===== Document text =====

Optical flow provides information about displacement of the background and objects across frames. If the flow is computed with little error we can trace the exact position of a specific pixel from the first till the last frame. Optical flow can be forward and backward – i.e. when the displacement is computed from the first frame forward, or from the last in reverse order.

Finding optical flow is challenging, as there are might be multiple plausible solutions. That is why backward and forward flow often do not match and often both are computed and joint information is used to refine the estimates. For a quick explanation of optical flow methods check out this article.

If we cannot borrow the content to recover the current frame from the nearby frames, the still-unknown regions can be synthesized with single image inpainting for a single frame and then propagated to the rest of the video.

Below I go over the copy and paste architectures in the chronological order. Since computational complexity of optimization-based methods for flow-estimation is high, many methods described below either find mechanisms to replace, simplify or approximate it.

Deep Video Inpainting, 2019

Image by Dahun Kim

The narrative of the paper builds around ways of ensuring temporal consistency of the inpainted video. Authors set three requirements for the generation of the t-th frame. It should be should be consistent with spatio-temporal neighbour frames X(t+/-N) where N denotes a temporal radius; the previously generated frame Yt−1; and all previous history.

The first mechanism is based on feeding in the generated frame from the previous step along with the frames in the current step — recurrent feedback. Before being combined, source and reference feature points are aligned. This strategy helps the model borrow traceable features from neighbouring frames. To achieve this, flow sub-networks is used to estimate the flows between the feature maps at four spatial scales (1/8, 1/4, 1/2, and 1).

The second mechanism includes explicit flow supervision at the finest scale between two consecutive frames with FlowNet2.

While the recurrent feedback connects the consecutive frames, filling in the large holes requires more long-term knowledge. The third mechanism is based on the temporal memory layer — to help connect internal features from different time steps in the long term. Here the authors adopt a convolutional LSTM (ConvLSTM) layer and a warping loss.

The model is trained with three losses — reconstruction loss (L1 + SSIM), flow estimation loss, and the warping loss.

Copy and paste networks for deep video Inpainting, 2019

Image by Sungho Lee.

The network is based on three stages — alignment, copy, and paste.

In the alignment step reference frames are aligned with test frames — matching correspondences between pixels.

=====

What is being asked:
Answer these questions using the video inpainting text above.
(a) Which three losses are used to train the Deep Video Inpainting model?
(b) At what four spatial scales do the flow sub-networks estimate flows between feature maps?
(c) What are the three stages of the copy and paste network?

===== Information shown =====

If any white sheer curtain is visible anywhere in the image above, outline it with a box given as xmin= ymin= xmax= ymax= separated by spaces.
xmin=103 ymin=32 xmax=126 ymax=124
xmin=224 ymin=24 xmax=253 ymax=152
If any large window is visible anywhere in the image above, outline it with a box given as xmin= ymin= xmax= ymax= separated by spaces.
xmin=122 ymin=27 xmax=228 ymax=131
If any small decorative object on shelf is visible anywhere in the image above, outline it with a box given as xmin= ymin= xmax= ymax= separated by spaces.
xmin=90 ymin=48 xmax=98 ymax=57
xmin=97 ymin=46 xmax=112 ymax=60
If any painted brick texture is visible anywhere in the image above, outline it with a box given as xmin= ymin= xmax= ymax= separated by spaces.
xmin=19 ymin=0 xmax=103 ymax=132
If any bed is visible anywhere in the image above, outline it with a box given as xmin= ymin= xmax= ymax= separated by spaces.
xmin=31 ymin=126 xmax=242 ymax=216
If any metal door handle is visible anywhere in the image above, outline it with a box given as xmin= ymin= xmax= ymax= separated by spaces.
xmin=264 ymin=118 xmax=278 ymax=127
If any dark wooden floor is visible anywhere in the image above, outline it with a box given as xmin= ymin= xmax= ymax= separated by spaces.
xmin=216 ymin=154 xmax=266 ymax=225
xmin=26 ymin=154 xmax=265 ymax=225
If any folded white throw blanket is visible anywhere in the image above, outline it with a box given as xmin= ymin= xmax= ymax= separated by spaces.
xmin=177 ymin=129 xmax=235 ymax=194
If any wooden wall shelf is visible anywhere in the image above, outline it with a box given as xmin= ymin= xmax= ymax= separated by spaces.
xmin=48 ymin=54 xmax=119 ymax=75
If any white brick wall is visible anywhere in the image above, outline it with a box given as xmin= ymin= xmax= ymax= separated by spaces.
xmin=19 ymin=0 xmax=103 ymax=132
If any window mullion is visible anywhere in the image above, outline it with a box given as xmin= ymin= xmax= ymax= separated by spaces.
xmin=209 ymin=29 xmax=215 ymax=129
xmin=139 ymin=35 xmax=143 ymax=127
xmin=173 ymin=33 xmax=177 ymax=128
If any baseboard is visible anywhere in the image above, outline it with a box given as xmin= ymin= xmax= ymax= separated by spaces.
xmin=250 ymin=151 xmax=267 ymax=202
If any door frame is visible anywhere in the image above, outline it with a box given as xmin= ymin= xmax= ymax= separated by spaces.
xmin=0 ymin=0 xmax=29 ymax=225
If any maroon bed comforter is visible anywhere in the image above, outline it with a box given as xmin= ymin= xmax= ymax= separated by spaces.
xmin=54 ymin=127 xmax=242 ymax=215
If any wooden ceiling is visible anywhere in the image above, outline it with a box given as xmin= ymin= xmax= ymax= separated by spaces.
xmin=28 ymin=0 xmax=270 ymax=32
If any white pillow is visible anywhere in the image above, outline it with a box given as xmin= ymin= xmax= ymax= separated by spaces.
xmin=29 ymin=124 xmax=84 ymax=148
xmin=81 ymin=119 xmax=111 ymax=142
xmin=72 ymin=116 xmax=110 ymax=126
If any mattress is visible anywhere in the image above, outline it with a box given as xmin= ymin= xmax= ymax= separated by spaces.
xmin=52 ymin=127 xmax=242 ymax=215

=====

Solved exercise:
(a) Reconstruction loss (L1 + SSIM), flow estimation loss, and the warping loss.
(b) 1/8, 1/4, 1/2, and 1.
(c) Alignment, copy, and paste.